TASK DETAILS » Reproduce each of the rows below verbatim, without altering any wording, punctuation, or numbers.

EXTRACTED RECORDS »

----------------

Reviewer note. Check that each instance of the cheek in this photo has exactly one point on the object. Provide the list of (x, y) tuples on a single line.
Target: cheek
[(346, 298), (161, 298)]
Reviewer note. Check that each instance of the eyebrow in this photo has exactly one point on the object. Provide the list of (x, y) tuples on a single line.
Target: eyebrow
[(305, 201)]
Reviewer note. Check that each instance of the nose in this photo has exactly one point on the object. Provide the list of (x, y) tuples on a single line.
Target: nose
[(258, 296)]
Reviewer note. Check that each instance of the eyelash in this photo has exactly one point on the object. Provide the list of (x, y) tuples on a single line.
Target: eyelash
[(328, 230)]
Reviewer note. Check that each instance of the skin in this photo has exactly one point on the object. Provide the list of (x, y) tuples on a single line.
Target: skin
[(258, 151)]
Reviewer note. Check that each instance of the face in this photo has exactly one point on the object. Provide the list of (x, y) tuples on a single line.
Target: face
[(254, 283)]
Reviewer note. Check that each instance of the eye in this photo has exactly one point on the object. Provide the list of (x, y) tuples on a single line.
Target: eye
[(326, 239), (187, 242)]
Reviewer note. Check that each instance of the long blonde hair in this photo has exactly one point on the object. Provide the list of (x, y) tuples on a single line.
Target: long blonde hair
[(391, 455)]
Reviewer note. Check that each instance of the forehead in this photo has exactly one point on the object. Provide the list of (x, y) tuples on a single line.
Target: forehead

----------------

THE RESPONSE »
Reviewer note. Check that each instance of the cheek in this photo has exactly one point on the object. Provide the list of (x, y) tuples on a single line.
Target: cheek
[(346, 298), (161, 298)]
Reviewer note. Check that each instance of the eyebrow in this photo has exactly one point on the object. Provide the list of (x, y) tuples on a single line.
Target: eyebrow
[(305, 201)]
Reviewer note. Check that each instance of the nose in this photo has exactly one point on the object. Provide the list of (x, y) tuples on a single line.
Target: nose
[(258, 296)]
Reviewer note. Check that each instance of the eyelash in this photo has exactly one point on the object. Provide the list of (x, y) tuples on a single line.
Target: eyelash
[(328, 230)]
Reviewer note. Check that each instance of the skin in this photo has exactly one point on the object. Provide the list of (x, y) tuples on a single line.
Target: skin
[(258, 151)]
Reviewer note. Check that each instance of the face in this photo has exactly one point on the object. Provide the list of (x, y) tuples on a single line.
Target: face
[(254, 283)]
Reviewer note. Check that each instance of the eye in this photo has exactly one point on the object. Provide the list of (x, y) tuples on a single line.
Target: eye
[(326, 239), (187, 242)]
Reviewer note. Check that each instance of the long blonde hair in this photo has exactly one point on the object. Provide the list of (x, y) tuples on a single line.
Target: long blonde hair
[(391, 455)]
Reviewer note. Check that each instance of the forehead in this photo has exactly one point on the object. Provide the list of (x, y) tuples on a single line.
Target: forehead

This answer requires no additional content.